Stated task - Edit the lines below so that "one dot per instance" becomes "a single point for each instance" everywhere, leaving the rest unchanged.

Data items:
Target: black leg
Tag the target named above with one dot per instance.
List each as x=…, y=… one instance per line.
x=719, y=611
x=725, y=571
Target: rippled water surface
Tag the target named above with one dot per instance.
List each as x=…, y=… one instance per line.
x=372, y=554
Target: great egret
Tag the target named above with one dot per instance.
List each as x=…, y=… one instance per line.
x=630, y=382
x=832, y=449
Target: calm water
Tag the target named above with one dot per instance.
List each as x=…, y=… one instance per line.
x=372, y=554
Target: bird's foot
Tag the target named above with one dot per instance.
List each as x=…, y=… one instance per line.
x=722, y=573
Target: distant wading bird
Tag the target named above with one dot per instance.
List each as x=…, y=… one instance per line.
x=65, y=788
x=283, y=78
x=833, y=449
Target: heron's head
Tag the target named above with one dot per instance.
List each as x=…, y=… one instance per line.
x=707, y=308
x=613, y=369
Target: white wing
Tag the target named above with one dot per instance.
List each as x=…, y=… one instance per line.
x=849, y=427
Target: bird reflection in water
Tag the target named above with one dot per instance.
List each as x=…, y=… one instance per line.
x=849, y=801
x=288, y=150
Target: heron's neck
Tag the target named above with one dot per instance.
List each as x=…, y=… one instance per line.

Answer below -
Target: black leg
Tag the target named above with a single point for each instance.
List each as x=…, y=… one instance per line.
x=719, y=611
x=725, y=571
Target: rippled water surface
Tag the target named above with a single point for each instance.
List each as x=…, y=… one instance per line.
x=372, y=554
Target: great egret
Tag the target named above with a single point for each instance.
List each as x=…, y=… one instance per line.
x=630, y=382
x=832, y=449
Target: calm water
Tag the target named above with a single point for each instance.
List each as x=…, y=… one instance per line.
x=372, y=554
Target: bird's foot
Tag the target named above with a single point for each instance.
List each as x=…, y=… one instance per line.
x=722, y=573
Target: distant wading bird
Tag the target named above with a single point for each instance.
List each as x=…, y=… one instance per line.
x=65, y=788
x=283, y=78
x=833, y=449
Target: heron's head
Tag the target named above with a single point for each instance.
List each as x=…, y=… one instance per line.
x=707, y=308
x=613, y=369
Target: white wing
Tag the target named above with a single point for each instance.
List each as x=…, y=… one instance per line.
x=849, y=427
Target: bird reflection in water
Tag the target named above with a single point for each instance.
List each as x=…, y=… one instance per line.
x=849, y=801
x=288, y=150
Target: heron's neck
Tag the target named above with a single point for each instance.
List each as x=…, y=… one instance per line.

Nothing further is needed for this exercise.